» Article:
[Begin]

Ever since the storm, we've cut back on our field trips and have been spending more time on academics. W is doing wonderfully with Saxon Math. I still can't believe I didn't try it sooner. As far as reading, it seems that persistence, a varied choice of resources, and one-on-one interaction is working wonders. We're using the dyslexia workbook, paragraph editing, the 6th-7th grade bridge book, websites, and tons of hands-on and life-skills learning experiences. Reading is everywhere in everything and W has firmly refused to be an outsider looking in.
W has also started writing essays. Up to now, his writing has been made up of simple narrations, lists, and workbook stuff. Orally narrating back what we read together was (is) also a part of learning to write creatively. This week I decided to go for more. W's first essay was about why he thinks he should get a new laptop for Christmas. Apart from some basic technical stuff, it was very good. He hand-wrote that one. The second essay he did this week was a more involved narration on a bio of Thomas Edison. This one was typed out. Again, some spelling and sentence structure need some work, but overall it was a great essay. He seems to naturally know how to be continuous and creative with a defined beginning, middle, and end. So, do I need to bust out the writing workbooks? Do I need to teach him the 5-point essay? He's doing great on his own. J was never taught the mechanics of writing and she consistently gets As on papers. I think I'll go with my gut on this one and let him develop his own writing style.
I have also come up with a new schedule for science and social studies. I've decided to just follow the Worldbook layout for 6th grade (like my IHIP says anyway) but we'll alternate science and social studies every 2-3 weeks. We had just spent a few weeks on classification of living things and basic ecology. Next week is social studies and we'll take a few weeks learning about some continents, countries and cultures. Then, the next couple of weeks will be all about microbes, algae, and fungi (then 2 weeks on Native American culture, then 3 weeks on the Human Body, and so on until June). We'll be using text books, workbooks, documentaries, field trips, websites, projects, etc. I plan on making this as fun and interesting as possible. We'll see how it goes.

[End]

» Data shown:
[Begin]

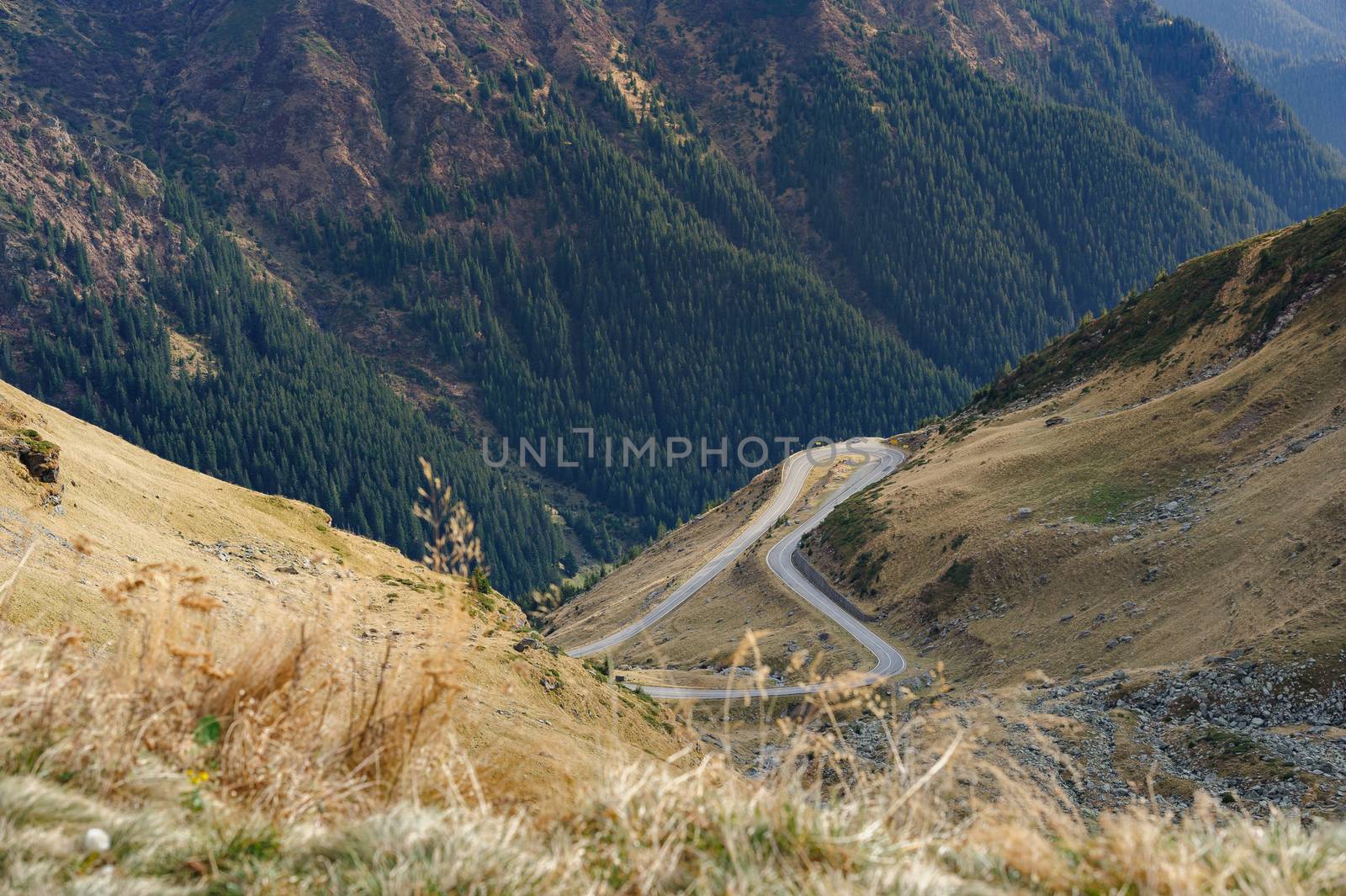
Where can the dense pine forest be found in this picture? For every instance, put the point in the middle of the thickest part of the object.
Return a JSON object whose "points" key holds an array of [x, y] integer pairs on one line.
{"points": [[395, 235], [1296, 47]]}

[End]

» Stated exercise 1: Write out everything in the homeschooling post from "Ever since the" down to "outsider looking in.".
» Stated exercise 2: In the homeschooling post, what was W's first essay about?
» Stated exercise 3: Carry on the homeschooling post from the point where it stops.

» Task result 1:
Ever since the storm, we've cut back on our field trips and have been spending more time on academics. W is doing wonderfully with Saxon Math. I still can't believe I didn't try it sooner. As far as reading, it seems that persistence, a varied choice of resources, and one-on-one interaction is working wonders. We're using the dyslexia workbook, paragraph editing, the 6th-7th grade bridge book, websites, and tons of hands-on and life-skills learning experiences. Reading is everywhere in everything and W has firmly refused to be an outsider looking in.

» Task result 2: Why he thinks he should get a new laptop for Christmas.

» Task result 3:
I think for 7th grade I'd like to try Apologia Science. Although I do prefer a more secular approach, I like how the series is set up. We'll try their General Science and if we like it, we may use the rest of the years as well. Since W is still unsure about public high school, I'm making sure to get all my ducks in a row just in case he opts out.
We went into Manhattan on Thursday to go to FAO Schwarz. W loves that store. We don't go to buy toys, it's just so fun to wander around and experience everything. W hung out with the Myachi guy for a while, learning new tricks and getting some cool advice. I love that the creators of this toy are the ones in the store demonstrating it for everyone. After she got out of school, J walked over to FAO to meet us. We hit the second floor of the store together (she loves it, too) and then we went for lunch at TGI Fridays. This weekend J had 2 birthday parties: a sweet 16 in Staten Island and a celebration in Bryant Park with ice skating. She is working the dance auditions again tomorrow at her school. The dance director said she did a great job last weekend and should return this weekend - and then 2 more weekends in December. J enjoys it a lot. She said all the 8th graders look so little and that she feels like it was just yesterday when she was auditioning. At the studio, she's still learning some new choreography for the season. They're doing a brief version of The Nutcracker in a couple of weeks, too (J is the Arabian dancer).
I'm so excited for the holidays.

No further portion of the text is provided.